--- BEGIN Information given ---
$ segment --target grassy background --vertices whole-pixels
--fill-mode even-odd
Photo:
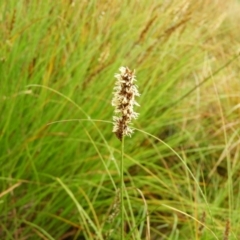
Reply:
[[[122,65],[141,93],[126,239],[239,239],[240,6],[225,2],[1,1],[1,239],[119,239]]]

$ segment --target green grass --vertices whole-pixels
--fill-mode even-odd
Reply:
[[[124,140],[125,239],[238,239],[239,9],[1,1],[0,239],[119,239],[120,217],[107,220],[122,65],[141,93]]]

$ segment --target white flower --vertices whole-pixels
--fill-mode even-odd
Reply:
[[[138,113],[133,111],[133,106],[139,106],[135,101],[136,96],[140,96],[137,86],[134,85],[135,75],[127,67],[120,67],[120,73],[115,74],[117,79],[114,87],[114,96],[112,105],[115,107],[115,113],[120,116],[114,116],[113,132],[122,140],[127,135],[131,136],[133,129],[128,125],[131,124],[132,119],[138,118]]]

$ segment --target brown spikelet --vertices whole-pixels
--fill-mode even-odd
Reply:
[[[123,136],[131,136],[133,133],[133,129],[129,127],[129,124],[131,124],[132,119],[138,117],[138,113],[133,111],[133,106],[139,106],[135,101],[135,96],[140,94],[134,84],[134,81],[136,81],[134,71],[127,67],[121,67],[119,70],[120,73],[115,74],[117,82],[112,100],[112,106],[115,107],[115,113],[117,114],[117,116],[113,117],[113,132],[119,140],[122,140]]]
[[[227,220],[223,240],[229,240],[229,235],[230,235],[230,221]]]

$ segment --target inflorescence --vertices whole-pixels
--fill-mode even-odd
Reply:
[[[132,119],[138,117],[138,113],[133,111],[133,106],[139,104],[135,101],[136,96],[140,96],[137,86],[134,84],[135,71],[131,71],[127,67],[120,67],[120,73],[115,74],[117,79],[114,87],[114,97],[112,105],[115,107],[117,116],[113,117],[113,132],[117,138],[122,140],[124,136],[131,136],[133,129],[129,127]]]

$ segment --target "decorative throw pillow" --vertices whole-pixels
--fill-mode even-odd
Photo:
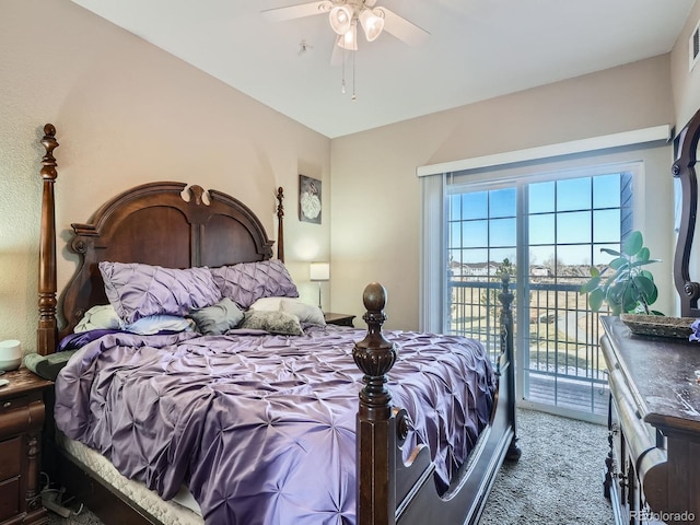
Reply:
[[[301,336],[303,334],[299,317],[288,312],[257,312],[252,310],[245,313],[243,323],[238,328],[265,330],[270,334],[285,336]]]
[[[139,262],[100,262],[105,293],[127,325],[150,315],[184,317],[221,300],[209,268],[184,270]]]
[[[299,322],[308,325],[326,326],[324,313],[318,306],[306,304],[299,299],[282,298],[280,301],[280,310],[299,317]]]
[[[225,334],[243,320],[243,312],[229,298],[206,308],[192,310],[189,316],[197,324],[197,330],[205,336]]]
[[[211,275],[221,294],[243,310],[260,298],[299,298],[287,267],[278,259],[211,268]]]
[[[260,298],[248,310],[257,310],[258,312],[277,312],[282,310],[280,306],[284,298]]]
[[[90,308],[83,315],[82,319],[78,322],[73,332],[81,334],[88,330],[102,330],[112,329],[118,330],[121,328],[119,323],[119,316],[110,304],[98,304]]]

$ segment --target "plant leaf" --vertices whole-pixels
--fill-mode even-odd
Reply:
--- END Information given ---
Write out all of the data above again, replacing "even-odd" with "nonzero" everywhere it appears and keeping everything else unchanged, but leave out the pictures.

# [Expected answer]
$ segment --target grassy background --vertices whole-pixels
--fill-mode nonzero
Photo:
Reply:
[[[122,65],[141,93],[126,239],[239,239],[240,6],[225,2],[1,1],[1,239],[119,239]]]

$ segment --target green grass --vertices whole-pixels
--fill-mode nonzero
Reply:
[[[124,140],[125,239],[238,239],[239,9],[1,1],[0,239],[119,239],[120,217],[107,220],[122,65],[141,93]]]

$ segment --target white flower --vertices whole-pixels
--fill-mode nonzero
Reply:
[[[138,113],[133,111],[133,106],[139,106],[135,101],[136,96],[140,96],[137,86],[134,85],[135,75],[127,67],[120,67],[120,73],[115,74],[117,79],[114,87],[114,96],[112,105],[115,107],[115,113],[120,116],[114,116],[113,132],[122,140],[127,135],[131,136],[133,129],[128,125],[131,124],[132,119],[138,118]]]

$ segment --target brown spikelet --vertices whole-pixels
--fill-mode nonzero
Reply:
[[[123,136],[131,136],[133,133],[133,129],[129,127],[129,124],[131,124],[132,119],[138,117],[138,113],[133,111],[133,106],[139,106],[135,101],[135,96],[140,94],[134,84],[134,81],[136,81],[134,71],[127,67],[121,67],[119,70],[120,73],[115,74],[117,82],[112,100],[112,106],[115,107],[115,113],[117,114],[117,116],[113,117],[113,132],[119,140],[122,140]]]
[[[227,220],[223,240],[229,240],[229,235],[230,235],[230,221]]]

$ segment --target inflorescence --vertices whole-pixels
--fill-mode nonzero
Reply:
[[[132,119],[138,117],[138,113],[133,111],[133,106],[139,104],[135,101],[136,96],[140,96],[137,86],[134,84],[135,71],[131,71],[127,67],[120,67],[120,73],[115,74],[117,79],[114,87],[114,97],[112,105],[115,107],[117,116],[113,117],[113,132],[117,138],[122,140],[124,136],[131,136],[133,129],[129,127]]]

$ segment --target "decorative throw pillow" --vertices whole-pixels
--fill-mode nonzero
Photo:
Reply:
[[[301,336],[303,334],[299,317],[288,312],[257,312],[252,310],[245,313],[243,323],[238,328],[265,330],[270,334],[285,336]]]
[[[139,262],[100,262],[105,293],[127,325],[150,315],[184,317],[221,300],[209,268],[184,270]]]
[[[299,322],[308,325],[326,326],[324,313],[318,306],[306,304],[299,299],[282,298],[280,301],[280,310],[299,317]]]
[[[225,334],[243,320],[243,312],[229,298],[206,308],[192,310],[189,316],[197,324],[197,330],[205,336]]]
[[[211,275],[221,294],[243,310],[260,298],[299,298],[287,267],[278,259],[211,268]]]
[[[260,298],[248,310],[257,310],[258,312],[277,312],[282,310],[280,306],[284,298]]]
[[[90,308],[83,315],[82,319],[78,322],[73,332],[81,334],[88,330],[102,330],[112,329],[118,330],[121,328],[119,323],[119,316],[110,304],[98,304]]]

$ segment --target "plant leaf" --vertices whole-pixels
--fill-mode nonzero
Reply:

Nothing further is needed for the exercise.